[WHAT IS EXPECTED]:
Please count how many lines in the listing below contain the string "building", treating uppercase and lowercase as different, and reply with that number alone.

>> START

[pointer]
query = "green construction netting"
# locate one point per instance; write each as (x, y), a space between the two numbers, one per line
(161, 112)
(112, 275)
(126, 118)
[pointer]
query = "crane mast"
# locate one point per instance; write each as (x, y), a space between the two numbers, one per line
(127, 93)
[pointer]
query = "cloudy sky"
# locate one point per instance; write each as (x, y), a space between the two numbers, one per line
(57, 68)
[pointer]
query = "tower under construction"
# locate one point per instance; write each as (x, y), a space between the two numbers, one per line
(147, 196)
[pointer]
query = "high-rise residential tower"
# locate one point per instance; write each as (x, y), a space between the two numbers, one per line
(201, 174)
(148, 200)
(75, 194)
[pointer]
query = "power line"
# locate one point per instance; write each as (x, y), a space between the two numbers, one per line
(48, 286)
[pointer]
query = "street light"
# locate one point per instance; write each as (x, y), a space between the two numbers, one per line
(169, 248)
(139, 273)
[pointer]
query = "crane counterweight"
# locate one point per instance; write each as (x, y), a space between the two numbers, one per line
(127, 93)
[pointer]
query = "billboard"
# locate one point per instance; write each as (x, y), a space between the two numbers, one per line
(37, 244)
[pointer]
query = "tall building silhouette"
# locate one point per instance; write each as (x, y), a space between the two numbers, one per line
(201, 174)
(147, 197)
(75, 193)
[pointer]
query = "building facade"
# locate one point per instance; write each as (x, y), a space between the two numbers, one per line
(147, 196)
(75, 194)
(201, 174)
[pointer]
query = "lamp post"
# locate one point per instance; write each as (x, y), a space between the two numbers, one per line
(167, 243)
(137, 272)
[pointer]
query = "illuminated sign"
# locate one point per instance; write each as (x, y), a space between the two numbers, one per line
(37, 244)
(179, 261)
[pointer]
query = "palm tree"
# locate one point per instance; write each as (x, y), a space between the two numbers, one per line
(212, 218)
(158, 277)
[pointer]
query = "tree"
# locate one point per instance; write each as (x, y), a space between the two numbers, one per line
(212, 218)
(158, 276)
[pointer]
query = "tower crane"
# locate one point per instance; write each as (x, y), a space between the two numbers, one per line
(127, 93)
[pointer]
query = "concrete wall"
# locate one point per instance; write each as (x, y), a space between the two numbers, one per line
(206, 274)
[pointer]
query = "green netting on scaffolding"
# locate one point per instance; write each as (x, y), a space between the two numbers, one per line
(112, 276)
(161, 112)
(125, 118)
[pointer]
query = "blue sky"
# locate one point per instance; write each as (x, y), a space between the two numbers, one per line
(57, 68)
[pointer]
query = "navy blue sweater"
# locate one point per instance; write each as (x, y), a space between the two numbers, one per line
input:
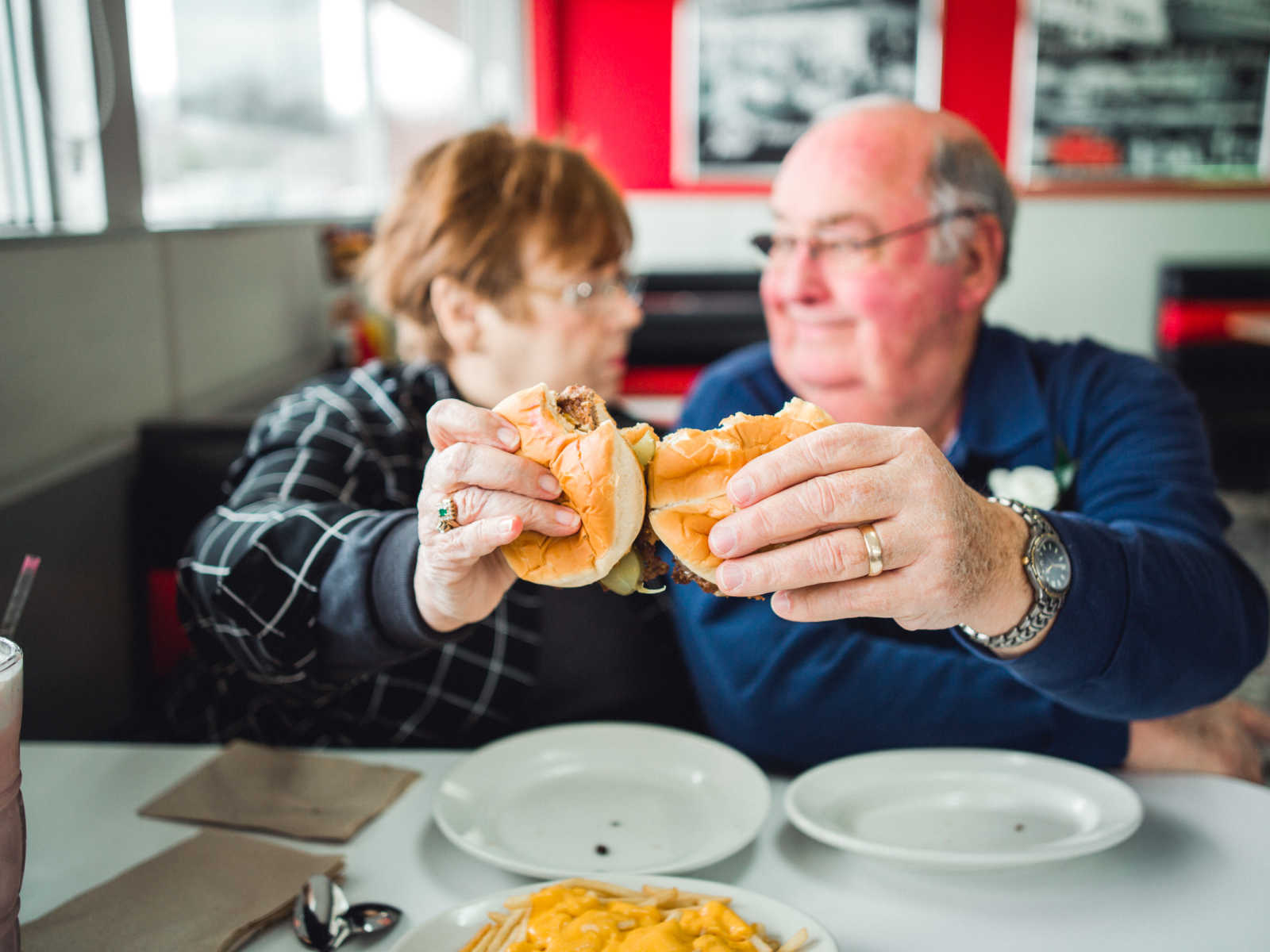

>> END

[EXPECTED ANSWER]:
2